Weeks of protests and counter-protests have ended with the Texas Senate passing sweeping new abortion restrictions late Friday night.
The controversial bill now moves to Republican Gov. Rick Perry to sign into law.
Protests and rallies that drew thousands of people to the Capitol and made the state the focus of the national abortion debate.
According to the Associated Press, Republicans used their large majority in the Texas Legislature to pass the bill.
It all happened nearly three weeks after a filibuster by Democratic Sen. Wendy Davis and an outburst by abortion-rights activists in the Senate gallery disrupted a deadline vote June 25.
Gov. Perry called a second special session to the Texas Legislature after the bill was defeated during the first special session.
According to the Associated Press, the bill requires doctors performing abortions to have admitting privileges at nearby hospitals.
The bill also allows abortions only in surgical centers and bans abortions after 20 weeks of pregnancy.
Abortion-rights supporters told the Associated Press that the bill will close all but five abortion clinics in Texas, leaving large areas of vast state without abortion services.
Although Gov. Perry is not seeking a fourth full term in office in 2014, has told the Associated Press that he plans to sign the bill in law.
It's not clear if pro-choice supporters will file an injunction or a lawsuit against the bill if it is signed into law.

> [YOUR TASKS]
A: Retype the passage of the article on the Texas abortion bill from "According to the Associated Press, the" up to and including "weeks of pregnancy.".
B: In the article on the Texas abortion bill, after how many weeks of pregnancy does the bill ban abortions?
The entries have no connection to the article on the Texas abortion bill.

[Dataset entries]
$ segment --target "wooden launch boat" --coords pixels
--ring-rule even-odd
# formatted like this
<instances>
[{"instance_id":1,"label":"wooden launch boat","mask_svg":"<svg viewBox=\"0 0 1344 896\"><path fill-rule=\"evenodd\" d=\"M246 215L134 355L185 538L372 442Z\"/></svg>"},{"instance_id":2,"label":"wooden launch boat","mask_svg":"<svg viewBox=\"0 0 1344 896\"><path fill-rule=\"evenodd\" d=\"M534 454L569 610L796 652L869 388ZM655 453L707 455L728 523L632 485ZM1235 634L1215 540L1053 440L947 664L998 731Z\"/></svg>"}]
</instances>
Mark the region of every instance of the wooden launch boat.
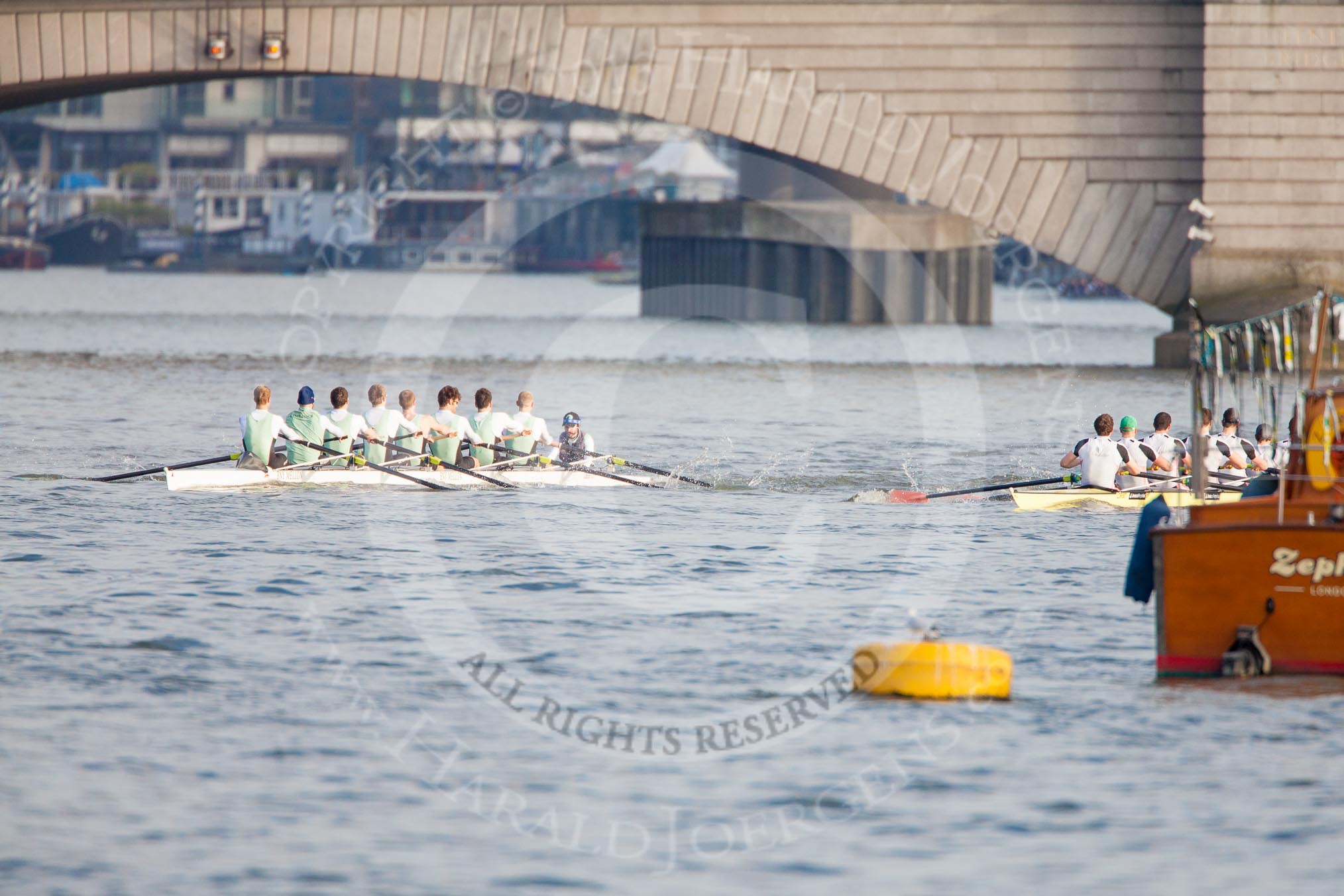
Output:
<instances>
[{"instance_id":1,"label":"wooden launch boat","mask_svg":"<svg viewBox=\"0 0 1344 896\"><path fill-rule=\"evenodd\" d=\"M1192 506L1149 532L1159 676L1344 674L1344 386L1317 387L1344 300L1317 301L1301 437L1277 492Z\"/></svg>"},{"instance_id":2,"label":"wooden launch boat","mask_svg":"<svg viewBox=\"0 0 1344 896\"><path fill-rule=\"evenodd\" d=\"M44 270L51 250L27 236L0 236L0 270Z\"/></svg>"}]
</instances>

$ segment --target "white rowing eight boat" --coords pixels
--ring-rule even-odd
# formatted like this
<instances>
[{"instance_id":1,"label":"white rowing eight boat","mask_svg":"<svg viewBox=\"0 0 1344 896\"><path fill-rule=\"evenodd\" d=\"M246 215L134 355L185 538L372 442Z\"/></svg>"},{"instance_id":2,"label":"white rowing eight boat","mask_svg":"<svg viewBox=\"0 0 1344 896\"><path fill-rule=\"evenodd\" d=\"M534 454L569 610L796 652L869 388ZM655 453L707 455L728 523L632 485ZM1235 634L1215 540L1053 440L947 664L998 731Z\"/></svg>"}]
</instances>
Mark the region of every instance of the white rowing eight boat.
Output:
<instances>
[{"instance_id":1,"label":"white rowing eight boat","mask_svg":"<svg viewBox=\"0 0 1344 896\"><path fill-rule=\"evenodd\" d=\"M1204 504L1231 504L1242 497L1241 492L1214 492L1208 498L1198 498L1193 492L1107 492L1105 489L1008 489L1019 510L1055 510L1059 508L1087 504L1107 504L1116 508L1137 510L1159 496L1168 506L1202 506Z\"/></svg>"},{"instance_id":2,"label":"white rowing eight boat","mask_svg":"<svg viewBox=\"0 0 1344 896\"><path fill-rule=\"evenodd\" d=\"M457 470L429 470L426 467L396 467L417 480L425 480L435 485L453 488L497 488L489 482L478 480ZM169 492L192 492L196 489L249 489L271 485L379 485L398 486L407 489L423 488L403 480L399 476L388 476L368 467L320 467L308 470L164 470L168 480ZM503 480L512 485L523 486L562 486L562 488L609 488L621 486L625 482L597 476L585 470L566 470L558 467L526 467L516 470L487 470L487 476ZM636 480L638 482L659 482L667 480L661 476L637 476L621 473L621 478Z\"/></svg>"}]
</instances>

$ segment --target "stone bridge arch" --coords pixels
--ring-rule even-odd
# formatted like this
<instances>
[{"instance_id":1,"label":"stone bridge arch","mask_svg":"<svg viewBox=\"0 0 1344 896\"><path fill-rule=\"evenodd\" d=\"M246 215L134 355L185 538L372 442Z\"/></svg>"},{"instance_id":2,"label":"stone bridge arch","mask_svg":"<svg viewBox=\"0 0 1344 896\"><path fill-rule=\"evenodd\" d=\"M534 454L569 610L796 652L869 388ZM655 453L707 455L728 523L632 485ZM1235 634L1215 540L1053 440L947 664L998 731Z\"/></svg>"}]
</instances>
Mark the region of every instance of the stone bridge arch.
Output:
<instances>
[{"instance_id":1,"label":"stone bridge arch","mask_svg":"<svg viewBox=\"0 0 1344 896\"><path fill-rule=\"evenodd\" d=\"M1202 16L1161 0L9 0L0 107L266 74L517 90L882 184L1173 310L1202 184ZM204 54L215 34L223 62ZM269 34L282 59L262 58Z\"/></svg>"}]
</instances>

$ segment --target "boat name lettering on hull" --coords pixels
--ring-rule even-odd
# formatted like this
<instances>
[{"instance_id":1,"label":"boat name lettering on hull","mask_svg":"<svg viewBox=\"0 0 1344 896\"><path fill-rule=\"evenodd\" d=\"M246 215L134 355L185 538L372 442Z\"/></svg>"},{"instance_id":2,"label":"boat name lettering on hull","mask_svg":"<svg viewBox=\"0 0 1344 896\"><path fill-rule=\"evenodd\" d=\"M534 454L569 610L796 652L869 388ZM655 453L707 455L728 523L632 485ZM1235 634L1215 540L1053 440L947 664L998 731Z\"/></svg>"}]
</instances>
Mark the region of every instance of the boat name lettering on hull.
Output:
<instances>
[{"instance_id":1,"label":"boat name lettering on hull","mask_svg":"<svg viewBox=\"0 0 1344 896\"><path fill-rule=\"evenodd\" d=\"M1297 548L1274 548L1274 562L1269 564L1270 575L1292 579L1297 575L1312 576L1312 583L1324 579L1344 578L1344 551L1333 557L1304 557Z\"/></svg>"}]
</instances>

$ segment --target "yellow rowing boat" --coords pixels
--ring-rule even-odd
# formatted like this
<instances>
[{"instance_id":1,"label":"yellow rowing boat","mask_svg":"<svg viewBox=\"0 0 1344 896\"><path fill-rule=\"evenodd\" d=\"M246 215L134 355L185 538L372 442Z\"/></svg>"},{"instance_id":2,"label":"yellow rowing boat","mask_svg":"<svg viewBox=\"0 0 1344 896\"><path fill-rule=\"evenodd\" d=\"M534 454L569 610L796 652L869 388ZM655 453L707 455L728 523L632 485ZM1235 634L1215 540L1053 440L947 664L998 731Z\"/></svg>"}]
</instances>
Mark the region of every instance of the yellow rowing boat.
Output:
<instances>
[{"instance_id":1,"label":"yellow rowing boat","mask_svg":"<svg viewBox=\"0 0 1344 896\"><path fill-rule=\"evenodd\" d=\"M1019 510L1058 510L1059 508L1086 504L1109 504L1124 509L1140 509L1159 496L1168 506L1203 506L1206 504L1231 504L1242 497L1241 492L1212 492L1207 498L1196 497L1193 492L1107 492L1106 489L1008 489Z\"/></svg>"}]
</instances>

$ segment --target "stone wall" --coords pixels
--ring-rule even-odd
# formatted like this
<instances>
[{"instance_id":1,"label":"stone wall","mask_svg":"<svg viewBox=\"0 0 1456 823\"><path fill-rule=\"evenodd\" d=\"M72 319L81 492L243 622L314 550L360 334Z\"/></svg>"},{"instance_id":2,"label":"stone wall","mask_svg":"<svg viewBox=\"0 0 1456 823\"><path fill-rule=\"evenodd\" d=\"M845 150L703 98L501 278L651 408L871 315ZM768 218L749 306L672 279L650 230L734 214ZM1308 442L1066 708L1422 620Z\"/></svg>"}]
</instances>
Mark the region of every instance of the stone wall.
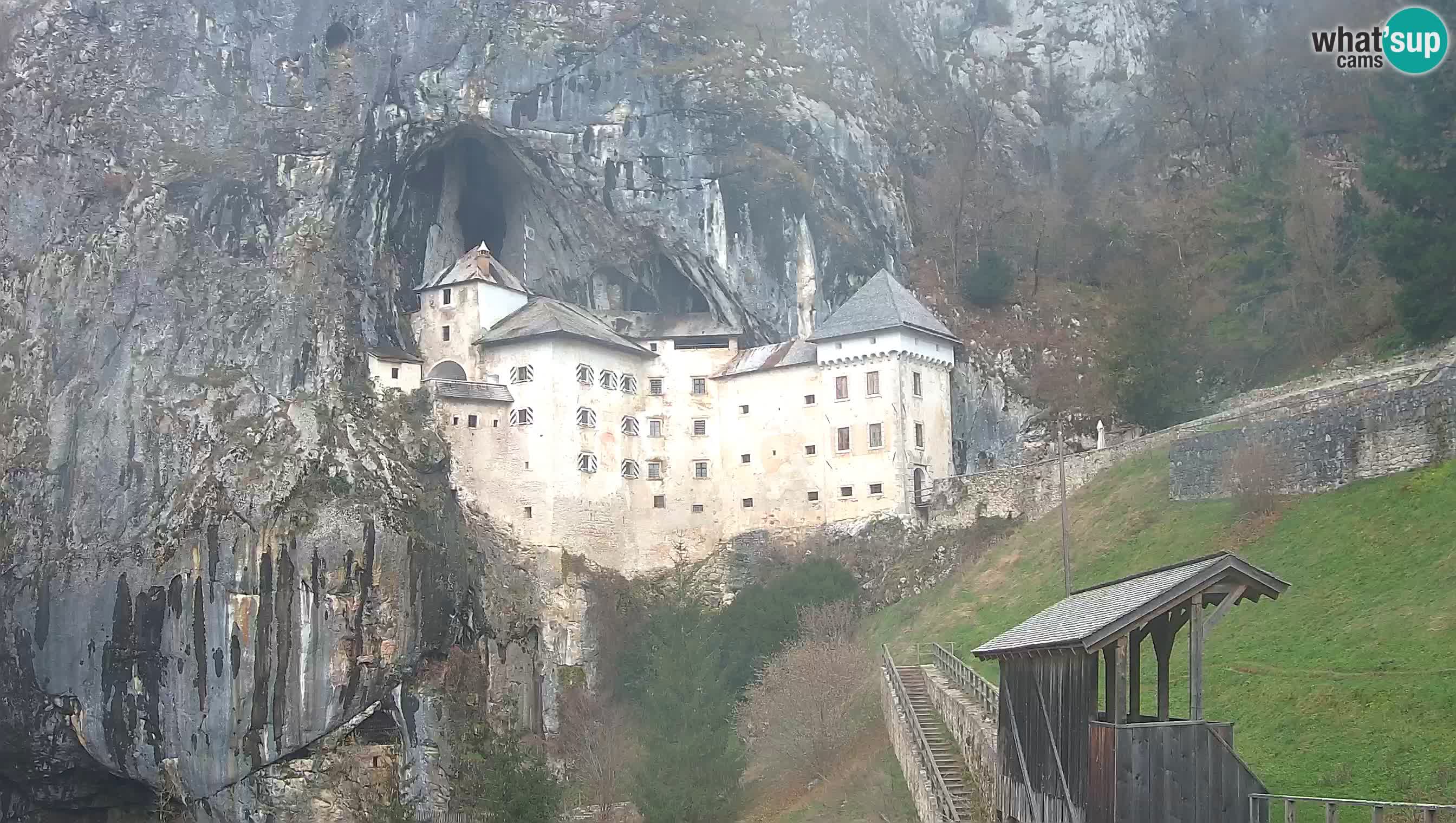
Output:
<instances>
[{"instance_id":1,"label":"stone wall","mask_svg":"<svg viewBox=\"0 0 1456 823\"><path fill-rule=\"evenodd\" d=\"M1264 454L1281 494L1310 494L1350 481L1456 457L1456 373L1411 387L1360 386L1338 406L1245 422L1176 440L1169 453L1174 500L1226 497L1230 465L1243 450Z\"/></svg>"},{"instance_id":2,"label":"stone wall","mask_svg":"<svg viewBox=\"0 0 1456 823\"><path fill-rule=\"evenodd\" d=\"M909 709L900 705L895 686L890 680L890 672L879 669L879 714L885 718L885 730L890 731L890 744L900 760L900 771L906 776L906 788L914 800L916 814L920 823L941 823L941 811L935 803L935 789L930 788L930 775L920 763L920 755L914 746L914 730L910 728Z\"/></svg>"},{"instance_id":3,"label":"stone wall","mask_svg":"<svg viewBox=\"0 0 1456 823\"><path fill-rule=\"evenodd\" d=\"M926 693L930 705L955 739L955 746L970 771L976 806L984 820L992 820L996 808L996 720L967 698L938 667L925 667Z\"/></svg>"},{"instance_id":4,"label":"stone wall","mask_svg":"<svg viewBox=\"0 0 1456 823\"><path fill-rule=\"evenodd\" d=\"M1176 431L1163 430L1107 449L1066 456L1067 494L1105 469L1152 449L1166 449ZM1035 519L1057 507L1057 459L993 469L935 482L930 524L936 529L970 526L983 517Z\"/></svg>"}]
</instances>

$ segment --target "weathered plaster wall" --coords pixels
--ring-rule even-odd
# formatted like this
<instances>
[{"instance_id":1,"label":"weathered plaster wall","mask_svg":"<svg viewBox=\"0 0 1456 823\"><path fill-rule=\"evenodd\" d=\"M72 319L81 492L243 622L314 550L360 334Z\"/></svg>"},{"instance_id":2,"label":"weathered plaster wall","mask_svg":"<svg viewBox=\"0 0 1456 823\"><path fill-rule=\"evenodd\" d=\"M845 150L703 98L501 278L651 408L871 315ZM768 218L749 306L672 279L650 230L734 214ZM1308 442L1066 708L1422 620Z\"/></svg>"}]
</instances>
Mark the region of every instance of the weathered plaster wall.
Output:
<instances>
[{"instance_id":1,"label":"weathered plaster wall","mask_svg":"<svg viewBox=\"0 0 1456 823\"><path fill-rule=\"evenodd\" d=\"M1169 453L1174 500L1230 494L1230 466L1245 450L1265 457L1284 494L1338 488L1456 457L1456 373L1414 387L1370 386L1313 412L1176 440Z\"/></svg>"}]
</instances>

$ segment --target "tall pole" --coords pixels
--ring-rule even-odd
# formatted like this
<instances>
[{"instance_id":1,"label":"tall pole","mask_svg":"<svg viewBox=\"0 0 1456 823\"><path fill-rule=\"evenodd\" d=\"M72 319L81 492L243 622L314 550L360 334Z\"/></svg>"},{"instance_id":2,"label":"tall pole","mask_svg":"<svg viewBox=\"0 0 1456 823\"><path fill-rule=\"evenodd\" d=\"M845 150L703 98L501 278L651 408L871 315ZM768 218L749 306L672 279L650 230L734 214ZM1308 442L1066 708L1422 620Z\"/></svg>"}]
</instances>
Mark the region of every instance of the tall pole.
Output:
<instances>
[{"instance_id":1,"label":"tall pole","mask_svg":"<svg viewBox=\"0 0 1456 823\"><path fill-rule=\"evenodd\" d=\"M1057 415L1057 473L1061 476L1061 581L1072 596L1072 554L1067 551L1067 462L1063 456L1061 415Z\"/></svg>"}]
</instances>

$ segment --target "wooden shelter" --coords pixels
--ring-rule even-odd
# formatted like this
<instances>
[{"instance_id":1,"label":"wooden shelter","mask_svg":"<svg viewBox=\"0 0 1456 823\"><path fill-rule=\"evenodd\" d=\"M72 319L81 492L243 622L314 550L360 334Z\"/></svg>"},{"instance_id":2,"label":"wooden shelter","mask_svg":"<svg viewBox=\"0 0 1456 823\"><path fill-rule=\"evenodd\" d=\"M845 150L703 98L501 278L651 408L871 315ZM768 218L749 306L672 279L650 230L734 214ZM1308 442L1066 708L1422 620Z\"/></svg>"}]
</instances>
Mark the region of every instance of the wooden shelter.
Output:
<instances>
[{"instance_id":1,"label":"wooden shelter","mask_svg":"<svg viewBox=\"0 0 1456 823\"><path fill-rule=\"evenodd\" d=\"M1249 792L1267 789L1233 753L1233 725L1203 717L1203 645L1233 606L1275 599L1286 588L1222 552L1075 591L976 648L976 657L1000 667L1003 820L1242 820ZM1168 664L1184 625L1190 717L1174 718ZM1140 705L1144 639L1158 658L1152 714ZM1107 696L1101 708L1099 683Z\"/></svg>"}]
</instances>

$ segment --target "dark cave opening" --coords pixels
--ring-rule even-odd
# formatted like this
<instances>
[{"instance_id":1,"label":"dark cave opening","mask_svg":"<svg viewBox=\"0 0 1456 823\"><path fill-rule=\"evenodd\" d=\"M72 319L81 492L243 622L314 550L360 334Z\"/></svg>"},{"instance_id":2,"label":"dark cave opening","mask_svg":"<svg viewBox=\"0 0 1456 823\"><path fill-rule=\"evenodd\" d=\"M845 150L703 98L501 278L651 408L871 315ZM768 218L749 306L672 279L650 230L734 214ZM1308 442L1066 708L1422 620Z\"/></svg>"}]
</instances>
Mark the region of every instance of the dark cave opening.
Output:
<instances>
[{"instance_id":1,"label":"dark cave opening","mask_svg":"<svg viewBox=\"0 0 1456 823\"><path fill-rule=\"evenodd\" d=\"M511 202L513 185L496 162L498 150L476 138L460 140L459 151L460 175L460 207L456 210L456 220L460 224L463 248L460 252L473 249L482 242L491 249L496 259L505 255L505 233L508 226L508 205ZM446 173L450 173L451 163L447 163Z\"/></svg>"}]
</instances>

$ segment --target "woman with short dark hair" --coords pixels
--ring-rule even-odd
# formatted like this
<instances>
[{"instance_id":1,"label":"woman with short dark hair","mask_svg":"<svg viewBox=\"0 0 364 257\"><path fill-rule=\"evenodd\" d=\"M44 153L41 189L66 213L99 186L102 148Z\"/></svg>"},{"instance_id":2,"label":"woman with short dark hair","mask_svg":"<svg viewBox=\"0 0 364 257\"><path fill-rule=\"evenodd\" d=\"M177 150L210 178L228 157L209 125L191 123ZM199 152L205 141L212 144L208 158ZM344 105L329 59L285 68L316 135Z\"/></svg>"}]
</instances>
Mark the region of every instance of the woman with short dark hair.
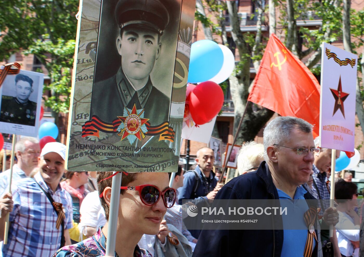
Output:
<instances>
[{"instance_id":1,"label":"woman with short dark hair","mask_svg":"<svg viewBox=\"0 0 364 257\"><path fill-rule=\"evenodd\" d=\"M335 199L339 214L339 222L335 227L340 252L344 257L357 256L354 251L359 248L360 219L354 210L357 205L357 190L356 185L352 182L343 180L335 184Z\"/></svg>"},{"instance_id":2,"label":"woman with short dark hair","mask_svg":"<svg viewBox=\"0 0 364 257\"><path fill-rule=\"evenodd\" d=\"M111 172L98 172L97 181L101 205L108 220ZM151 257L138 243L144 234L156 234L167 208L173 206L176 190L169 186L167 173L123 173L120 188L114 256ZM108 222L94 236L76 244L63 247L54 257L96 257L105 255ZM159 233L159 234L161 234ZM167 233L163 234L163 240ZM162 236L162 235L161 235Z\"/></svg>"}]
</instances>

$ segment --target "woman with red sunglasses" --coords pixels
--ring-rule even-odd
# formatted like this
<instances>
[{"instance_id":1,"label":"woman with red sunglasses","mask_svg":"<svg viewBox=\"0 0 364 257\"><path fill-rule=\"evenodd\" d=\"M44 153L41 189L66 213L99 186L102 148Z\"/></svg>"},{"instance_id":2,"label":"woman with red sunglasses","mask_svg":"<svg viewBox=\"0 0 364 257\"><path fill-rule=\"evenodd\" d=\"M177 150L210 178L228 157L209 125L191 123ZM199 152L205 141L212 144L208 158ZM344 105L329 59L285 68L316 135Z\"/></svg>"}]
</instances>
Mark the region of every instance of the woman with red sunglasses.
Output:
<instances>
[{"instance_id":1,"label":"woman with red sunglasses","mask_svg":"<svg viewBox=\"0 0 364 257\"><path fill-rule=\"evenodd\" d=\"M111 172L98 172L101 205L107 220L109 217L111 196ZM169 186L168 173L123 173L118 217L115 256L151 257L138 242L143 234L158 233L167 208L176 200L176 191ZM105 255L108 224L100 227L92 237L78 244L62 248L54 257Z\"/></svg>"}]
</instances>

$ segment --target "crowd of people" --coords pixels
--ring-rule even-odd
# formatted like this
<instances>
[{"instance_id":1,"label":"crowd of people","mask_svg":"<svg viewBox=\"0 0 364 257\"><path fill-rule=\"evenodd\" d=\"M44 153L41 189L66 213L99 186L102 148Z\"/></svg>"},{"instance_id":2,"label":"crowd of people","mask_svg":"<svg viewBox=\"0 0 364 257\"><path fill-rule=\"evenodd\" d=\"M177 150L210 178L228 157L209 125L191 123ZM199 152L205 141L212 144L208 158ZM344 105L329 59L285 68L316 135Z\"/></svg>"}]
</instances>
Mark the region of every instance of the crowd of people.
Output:
<instances>
[{"instance_id":1,"label":"crowd of people","mask_svg":"<svg viewBox=\"0 0 364 257\"><path fill-rule=\"evenodd\" d=\"M194 169L178 165L171 187L167 173L123 172L115 256L364 256L364 205L357 204L357 186L351 173L338 176L330 207L331 150L319 147L312 128L297 118L273 120L263 144L243 145L237 157L240 175L225 185L207 147L197 151ZM66 171L66 153L60 143L41 149L33 138L16 143L11 187L10 169L0 174L0 240L7 241L0 245L2 256L105 255L113 173ZM184 202L214 199L318 201L307 230L187 229ZM297 222L310 202L300 207ZM272 222L284 224L285 218Z\"/></svg>"}]
</instances>

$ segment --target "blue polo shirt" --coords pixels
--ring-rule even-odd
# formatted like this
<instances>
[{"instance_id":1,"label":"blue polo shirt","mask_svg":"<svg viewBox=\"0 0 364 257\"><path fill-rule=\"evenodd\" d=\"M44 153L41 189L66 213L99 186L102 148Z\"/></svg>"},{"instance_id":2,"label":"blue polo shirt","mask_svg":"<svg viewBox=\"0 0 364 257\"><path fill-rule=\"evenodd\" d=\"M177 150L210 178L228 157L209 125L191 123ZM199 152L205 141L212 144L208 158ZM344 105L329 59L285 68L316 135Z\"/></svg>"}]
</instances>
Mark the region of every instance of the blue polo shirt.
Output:
<instances>
[{"instance_id":1,"label":"blue polo shirt","mask_svg":"<svg viewBox=\"0 0 364 257\"><path fill-rule=\"evenodd\" d=\"M307 229L293 230L289 229L289 223L292 220L295 221L302 227L307 227L304 219L304 214L308 210L308 205L304 195L307 191L302 186L297 187L293 200L290 197L281 190L277 189L281 207L287 207L287 215L282 215L283 222L283 245L282 248L281 257L303 256L303 252L307 239ZM300 199L301 201L295 201ZM294 219L294 220L293 220ZM313 240L313 251L317 242Z\"/></svg>"}]
</instances>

> [ANSWERS GIVEN]
A:
According to the Associated Press, the bill requires doctors performing abortions to have admitting privileges at nearby hospitals.
The bill also allows abortions only in surgical centers and bans abortions after 20 weeks of pregnancy.

B: After 20 weeks of pregnancy.